• **EXERCISE AIM**
Resume the passage about models trained on their own generated output, writing on from its last sentence.

• **SELECTED PASSAGE**
- - - - -
I’m not entirely sure that’s possible anymore. Based on how they work. There’s an interesting paper about “LLM Model Dementia” where a model tries to train itself based on generated information or images, but it only skews the model while taking away “resolution” from some other part/aspect of the model.
The issue is similar to a story about a man who had brain damage during a tumor surgery that removed a critical area of his brain that completely divorced his feelings from his reasoning. He could logically assess different options and data like he always could, but he was incapable of making a decision, because there was no reason to care which option was better. He was as smart as ever, but was completely frozen when making the simplest of decisions, like choosing a blue or red pen. And he didn’t even have a reason to be frustrated or emotional about not being able to make the decision itself, so he had no reason to get “unstuck” no matter how well it was explained.
- - - - -
• **DATASET ENTRIES**

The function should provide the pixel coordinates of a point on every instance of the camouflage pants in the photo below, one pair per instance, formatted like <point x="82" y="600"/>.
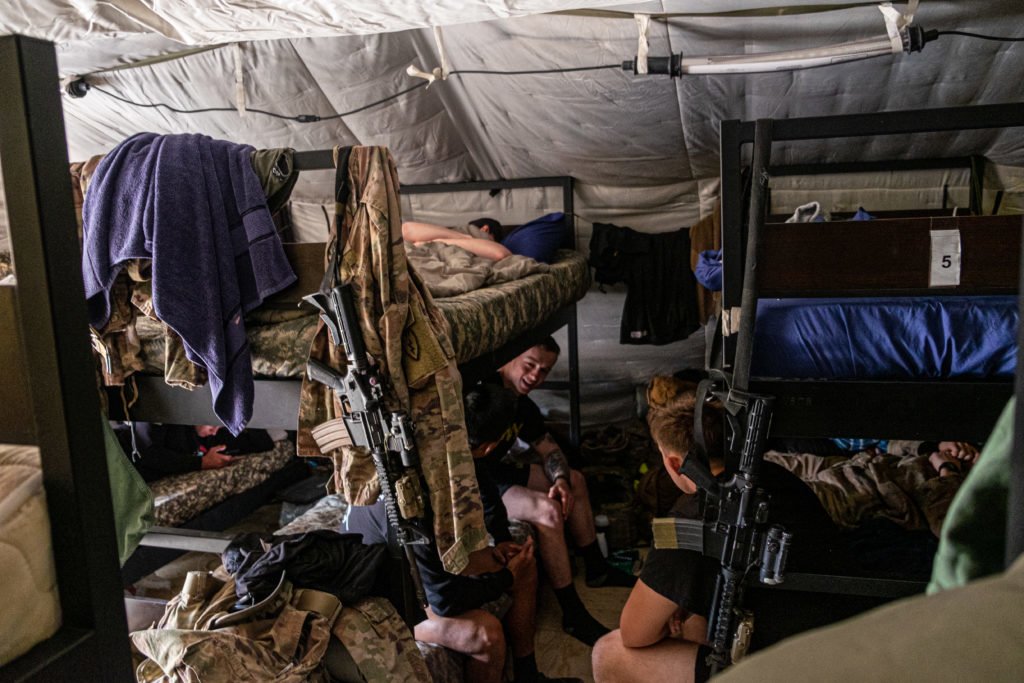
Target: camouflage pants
<point x="902" y="488"/>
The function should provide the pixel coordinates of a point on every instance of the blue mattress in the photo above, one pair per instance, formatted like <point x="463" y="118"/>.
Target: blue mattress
<point x="891" y="338"/>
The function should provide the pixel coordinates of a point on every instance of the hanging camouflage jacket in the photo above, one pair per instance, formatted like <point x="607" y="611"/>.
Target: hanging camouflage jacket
<point x="409" y="337"/>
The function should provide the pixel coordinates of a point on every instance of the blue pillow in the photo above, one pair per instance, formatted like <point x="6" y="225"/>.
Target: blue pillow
<point x="539" y="239"/>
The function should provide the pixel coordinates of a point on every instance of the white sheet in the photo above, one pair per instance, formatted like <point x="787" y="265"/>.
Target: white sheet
<point x="28" y="590"/>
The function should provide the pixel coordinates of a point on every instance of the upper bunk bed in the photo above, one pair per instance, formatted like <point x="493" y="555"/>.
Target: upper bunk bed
<point x="885" y="288"/>
<point x="489" y="326"/>
<point x="900" y="349"/>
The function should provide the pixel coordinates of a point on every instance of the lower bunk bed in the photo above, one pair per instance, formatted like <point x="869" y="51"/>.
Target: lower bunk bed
<point x="210" y="501"/>
<point x="858" y="329"/>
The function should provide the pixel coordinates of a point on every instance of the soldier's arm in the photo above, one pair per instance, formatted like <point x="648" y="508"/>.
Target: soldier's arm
<point x="556" y="465"/>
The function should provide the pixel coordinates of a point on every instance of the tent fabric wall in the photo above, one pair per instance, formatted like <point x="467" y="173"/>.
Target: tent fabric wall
<point x="643" y="150"/>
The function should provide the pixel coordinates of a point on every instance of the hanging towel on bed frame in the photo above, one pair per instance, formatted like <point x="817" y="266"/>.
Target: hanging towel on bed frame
<point x="194" y="206"/>
<point x="409" y="337"/>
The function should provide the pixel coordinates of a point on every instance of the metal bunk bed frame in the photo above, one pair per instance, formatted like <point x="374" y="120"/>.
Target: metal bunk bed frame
<point x="814" y="403"/>
<point x="49" y="392"/>
<point x="276" y="401"/>
<point x="807" y="409"/>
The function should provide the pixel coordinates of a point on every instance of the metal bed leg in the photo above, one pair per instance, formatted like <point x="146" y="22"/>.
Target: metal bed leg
<point x="749" y="303"/>
<point x="573" y="338"/>
<point x="1015" y="497"/>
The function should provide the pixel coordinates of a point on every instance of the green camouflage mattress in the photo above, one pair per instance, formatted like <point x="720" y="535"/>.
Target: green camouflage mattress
<point x="481" y="321"/>
<point x="181" y="497"/>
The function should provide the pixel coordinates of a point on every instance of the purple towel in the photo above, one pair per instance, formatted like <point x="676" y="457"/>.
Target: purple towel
<point x="196" y="207"/>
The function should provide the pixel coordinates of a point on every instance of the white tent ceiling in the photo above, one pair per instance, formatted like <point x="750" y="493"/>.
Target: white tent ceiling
<point x="643" y="150"/>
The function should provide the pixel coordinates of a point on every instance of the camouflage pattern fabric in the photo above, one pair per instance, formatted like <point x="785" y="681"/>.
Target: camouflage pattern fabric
<point x="902" y="488"/>
<point x="181" y="497"/>
<point x="485" y="319"/>
<point x="201" y="639"/>
<point x="409" y="338"/>
<point x="479" y="322"/>
<point x="279" y="342"/>
<point x="380" y="643"/>
<point x="355" y="475"/>
<point x="327" y="514"/>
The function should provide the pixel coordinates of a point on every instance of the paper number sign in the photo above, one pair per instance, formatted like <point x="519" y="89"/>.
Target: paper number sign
<point x="945" y="258"/>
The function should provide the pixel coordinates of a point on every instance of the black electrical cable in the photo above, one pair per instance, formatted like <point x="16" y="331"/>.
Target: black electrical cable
<point x="978" y="35"/>
<point x="927" y="36"/>
<point x="302" y="118"/>
<point x="461" y="72"/>
<point x="312" y="118"/>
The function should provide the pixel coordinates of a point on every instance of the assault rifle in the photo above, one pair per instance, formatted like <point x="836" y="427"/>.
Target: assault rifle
<point x="388" y="435"/>
<point x="734" y="529"/>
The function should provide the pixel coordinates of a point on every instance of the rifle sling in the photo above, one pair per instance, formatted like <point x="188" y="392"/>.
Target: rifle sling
<point x="340" y="232"/>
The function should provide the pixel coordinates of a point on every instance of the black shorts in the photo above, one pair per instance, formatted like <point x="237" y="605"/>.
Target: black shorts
<point x="507" y="475"/>
<point x="701" y="670"/>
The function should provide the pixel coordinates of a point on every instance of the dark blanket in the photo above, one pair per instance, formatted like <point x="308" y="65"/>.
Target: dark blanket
<point x="660" y="302"/>
<point x="196" y="208"/>
<point x="336" y="563"/>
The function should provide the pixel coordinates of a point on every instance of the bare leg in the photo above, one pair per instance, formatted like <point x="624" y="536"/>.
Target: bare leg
<point x="474" y="633"/>
<point x="667" y="660"/>
<point x="520" y="622"/>
<point x="546" y="516"/>
<point x="581" y="521"/>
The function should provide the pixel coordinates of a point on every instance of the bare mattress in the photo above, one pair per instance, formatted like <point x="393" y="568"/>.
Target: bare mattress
<point x="481" y="321"/>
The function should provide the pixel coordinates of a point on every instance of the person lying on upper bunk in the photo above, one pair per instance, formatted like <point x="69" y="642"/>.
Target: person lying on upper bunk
<point x="663" y="628"/>
<point x="550" y="496"/>
<point x="538" y="239"/>
<point x="910" y="483"/>
<point x="478" y="237"/>
<point x="483" y="615"/>
<point x="159" y="451"/>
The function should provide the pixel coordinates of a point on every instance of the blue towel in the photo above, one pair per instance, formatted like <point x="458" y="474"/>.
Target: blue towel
<point x="709" y="269"/>
<point x="196" y="208"/>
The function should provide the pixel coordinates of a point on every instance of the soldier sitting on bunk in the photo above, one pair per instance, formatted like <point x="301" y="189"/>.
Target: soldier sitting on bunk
<point x="665" y="622"/>
<point x="160" y="451"/>
<point x="478" y="237"/>
<point x="466" y="613"/>
<point x="551" y="497"/>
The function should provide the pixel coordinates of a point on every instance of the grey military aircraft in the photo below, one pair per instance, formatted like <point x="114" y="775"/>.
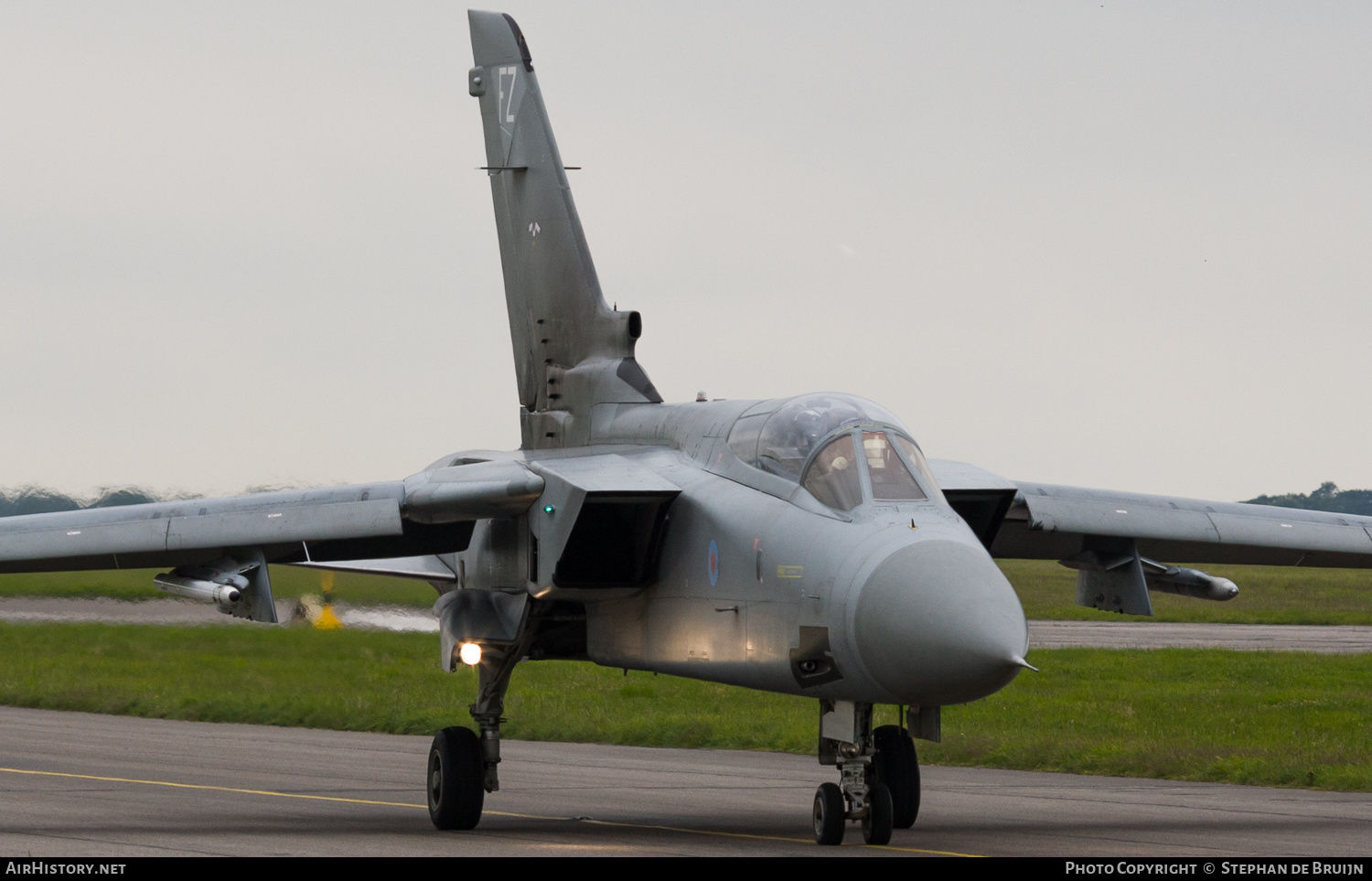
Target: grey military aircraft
- - - - -
• **REPLY TO THE EXERCISE**
I use this example because it suggests values and judgement (decisions and goals) are inherent to our *emotional* relationship with the world. So the model will not produce a goal of its own in our absence, because it’s not alive nor is it mortal (no value to weigh against nor life to sustain). Without us, there’s absolutely no reason for it to do anything or have a concern or care of any kind.
Thus, when a model “trains itself,” it doesn’t care or have any mode of deciding what is a “good” or a “bad” output without a human to tell it. Why would it LIKE a picture of a cat more than random pixel noise? It wouldn’t. Therefore self training will only devolve the model back to nothingness eventually, the longer it goes without input from a living human who cares about something, and so can care or value one output over another.